**Given passage**:
Segment Open

Mark Willstatter had two parallel fences on his property in Cameron Park, one closer to the house. When part of the closer fence fell down, he was faced with either rebuilding the fence or removing it. He opted to remove the fence and ended up with 100 linear feet of reusable redwood fence boards.

Willstatter did not want to throw the material away, so began looking on the internet for ways he might be able to get it reused. He found CalMAX, but at first thought he could not use the service because it was for businesses. Soon after, a co-worker at his wife’s office also mentioned CalMAX. Willstatter then contacted program staff and learned that, although the target audience of CalMAX is business, he could post his ad, which also provided a resource that businesses could use.

Within a few days of his ad going up on the website, Willstatter got a call from someone in rural Orangevale who was looking for scrap wood to build a chicken coop and tractor shed. “They had been trying to get scrap wood from contractors unsuccessfully,” explained Willstater, “so getting that wood was very helpful to them.”

Segment Closed

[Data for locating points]
Segment Open

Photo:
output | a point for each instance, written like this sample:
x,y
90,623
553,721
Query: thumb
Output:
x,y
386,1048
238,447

Segment Closed
Segment Open

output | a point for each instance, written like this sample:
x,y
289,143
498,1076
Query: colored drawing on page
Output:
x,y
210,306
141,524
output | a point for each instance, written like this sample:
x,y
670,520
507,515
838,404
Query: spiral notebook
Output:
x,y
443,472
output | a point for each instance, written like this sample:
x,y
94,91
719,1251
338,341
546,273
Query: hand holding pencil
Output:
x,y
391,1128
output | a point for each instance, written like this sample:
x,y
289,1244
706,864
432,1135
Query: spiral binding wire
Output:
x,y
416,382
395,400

Segment Closed
Segment Open

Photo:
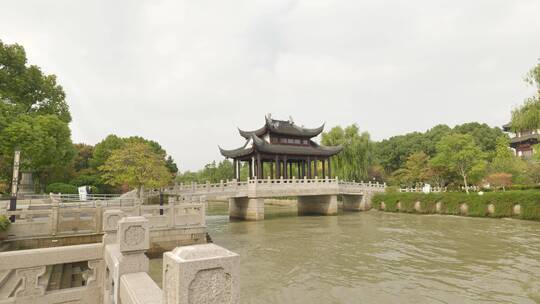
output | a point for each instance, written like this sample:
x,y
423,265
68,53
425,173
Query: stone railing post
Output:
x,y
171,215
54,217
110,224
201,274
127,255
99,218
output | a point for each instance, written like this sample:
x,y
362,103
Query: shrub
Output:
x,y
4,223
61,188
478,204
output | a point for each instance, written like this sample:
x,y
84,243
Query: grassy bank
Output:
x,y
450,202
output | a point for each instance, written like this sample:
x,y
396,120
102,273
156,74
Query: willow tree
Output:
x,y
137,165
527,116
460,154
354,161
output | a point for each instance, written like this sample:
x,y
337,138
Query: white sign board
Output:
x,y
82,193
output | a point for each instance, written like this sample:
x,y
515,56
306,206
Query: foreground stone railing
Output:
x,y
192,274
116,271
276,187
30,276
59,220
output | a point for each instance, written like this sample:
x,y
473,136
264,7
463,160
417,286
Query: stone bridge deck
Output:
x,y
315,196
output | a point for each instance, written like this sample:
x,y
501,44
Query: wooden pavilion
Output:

Segment Closed

**Activity list**:
**1)** For each statement below, say yes or no depending on whether it agrees with the fence boards text, and back each answer with the deciding words of the text, quoted exactly.
(a) Removing the fence left Willstatter with 100 linear feet of reusable redwood boards.
(b) The fence that partly fell down was the one farther from the house.
(c) The caller from Orangevale wanted wood to build a barn.
**2)** Write out the part of the fence boards text starting with "Mark Willstatter had" and going on through "redwood fence boards.".

**Answer list**:
**1)**
(a) Yes: "ended up with 100 linear feet of reusable redwood fence boards"
(b) No: "When part of the closer fence fell down"
(c) No: "looking for scrap wood to build a chicken coop and tractor shed"

**2)**
Mark Willstatter had two parallel fences on his property in Cameron Park, one closer to the house. When part of the closer fence fell down, he was faced with either rebuilding the fence or removing it. He opted to remove the fence and ended up with 100 linear feet of reusable redwood fence boards.